[Extracted records]
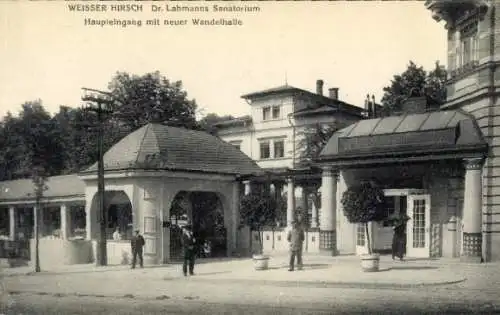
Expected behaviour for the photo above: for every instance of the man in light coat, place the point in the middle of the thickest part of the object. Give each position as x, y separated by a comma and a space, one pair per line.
296, 238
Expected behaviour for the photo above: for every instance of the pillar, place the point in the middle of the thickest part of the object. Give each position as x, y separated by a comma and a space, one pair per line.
314, 217
278, 189
38, 219
327, 237
290, 205
472, 213
12, 223
305, 205
88, 218
248, 188
65, 221
235, 217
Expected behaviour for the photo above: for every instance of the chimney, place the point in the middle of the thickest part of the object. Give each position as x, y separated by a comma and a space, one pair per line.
334, 93
319, 87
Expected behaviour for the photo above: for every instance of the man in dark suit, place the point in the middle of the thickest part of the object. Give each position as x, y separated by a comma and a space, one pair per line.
137, 243
189, 249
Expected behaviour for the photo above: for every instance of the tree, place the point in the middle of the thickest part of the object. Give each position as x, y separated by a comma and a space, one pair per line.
312, 140
363, 203
414, 81
39, 178
151, 98
257, 210
31, 142
207, 123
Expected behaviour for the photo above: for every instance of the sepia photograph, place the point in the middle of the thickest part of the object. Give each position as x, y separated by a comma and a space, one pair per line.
249, 157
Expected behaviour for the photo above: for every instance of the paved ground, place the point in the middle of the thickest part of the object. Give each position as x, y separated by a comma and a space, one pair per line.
233, 287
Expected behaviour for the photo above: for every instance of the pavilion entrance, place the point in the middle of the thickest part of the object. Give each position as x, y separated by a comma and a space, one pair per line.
416, 204
205, 212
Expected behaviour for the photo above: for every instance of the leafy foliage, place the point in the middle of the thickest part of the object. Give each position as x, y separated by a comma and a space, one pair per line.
258, 210
364, 203
414, 81
313, 139
151, 98
67, 141
207, 123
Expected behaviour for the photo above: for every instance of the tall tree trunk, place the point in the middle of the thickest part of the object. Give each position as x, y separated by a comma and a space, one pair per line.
368, 241
37, 236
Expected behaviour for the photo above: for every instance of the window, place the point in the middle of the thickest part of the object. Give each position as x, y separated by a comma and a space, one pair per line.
77, 222
51, 218
467, 50
279, 148
272, 149
4, 222
120, 216
360, 234
236, 144
265, 152
266, 113
390, 205
276, 112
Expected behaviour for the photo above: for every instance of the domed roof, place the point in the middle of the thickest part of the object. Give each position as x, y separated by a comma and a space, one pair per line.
159, 147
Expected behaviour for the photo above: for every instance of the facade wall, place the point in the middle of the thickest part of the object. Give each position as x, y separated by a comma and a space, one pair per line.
476, 91
274, 241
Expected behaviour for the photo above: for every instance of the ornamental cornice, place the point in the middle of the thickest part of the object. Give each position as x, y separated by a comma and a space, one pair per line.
473, 163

- WHAT IS BEING ASKED -
Write out the records above once more, word for word, with no pictures.

- PROBLEM SOLUTION -
Expected behaviour for the photo above: for every instance of the man in light coat, place the point in the middle of the thickest part of the object. Give each position as x, y separated by a comma and a space, one pair per line.
296, 238
Expected behaviour for the photo above: for every instance of the pillar, place the point in the middle of the thickest part of the object. Give each position as x, y separated by a comma and a space, one pair per line.
314, 217
278, 189
38, 219
327, 237
290, 205
472, 213
12, 223
305, 205
88, 218
248, 188
65, 221
235, 217
Expected behaviour for the photo above: for every instance of the chimney, place the point in the middle of the thickest part of the object. Give each position as x, y separated by a comma and a space, one pair per line.
334, 93
319, 87
Expected behaviour for the photo above: for every instance of the man in dark suit, place the point in the middle of the thickest part of the object. Give each position as x, y separated by a comma and a space, one pair per line.
137, 243
189, 249
Expected behaviour for the photo above: for every instance of the tree, place the point in the middle of the thickest part of the object. Give each position as x, y separated by a comma and a space, one pair per line.
312, 140
363, 203
414, 81
39, 178
151, 98
257, 210
31, 142
207, 123
Expected behaviour for the photo above: for every instance of the sepia photograph, place the point in the middle of the thickest part of the object. Give each position as x, y separated by a comma and a space, one pair per line.
249, 157
Expected behaviour for the photo above: for every instance of the paved ground, place the point in the middle of the thickest part of the object. Give each position as x, y separated by a comma and a space, one pair per line.
233, 287
Expected behaviour for the photo above: for every instance of the pavilion entrance, place the point in the middle of the thickest part of the object. Give each position as x, y separated by a comma and a space, one pair per line.
416, 204
205, 212
Expected behaviour for the photo above: for every instance of the leafy foliage, place the point in the middle of the thickest part of the object. Give each position as x, y separated by a comma and a space, one pair per line.
258, 210
364, 203
414, 81
313, 139
151, 98
67, 141
207, 123
Expected behaviour for the photo above: for every instance of the tall tree trunk, place the point in the middle of the thickest part of the object. Give each position as x, y separated by a comma and a space, one pair per line.
368, 241
37, 236
Expected behaviour for the photo above: for every instance of the window, place the point in the middle of the thickest part of the object. Give each position as x, y separated by a comma and a space, one pair per line.
77, 222
51, 218
467, 50
279, 148
272, 149
4, 222
120, 216
360, 234
236, 144
265, 152
266, 113
390, 205
276, 112
Expected behaviour for the photo above: for every instance of the domed roof, place the point in the middle of the thickest part of the object. Give each position as x, y separated by a comma and a space, one pair per line.
159, 147
Expected behaviour for the photo above: for every instance of the facade wall, place the point in the middle of the thickest part of the object. Give each position as x, y separated by a comma and a space, one pair per line.
476, 91
274, 241
Expected behaviour for the photo above: for every instance of the ornamental cornice, place the point in the middle of the thickest part of the object. Give each position as x, y separated by a comma and a space, one pair per line.
473, 163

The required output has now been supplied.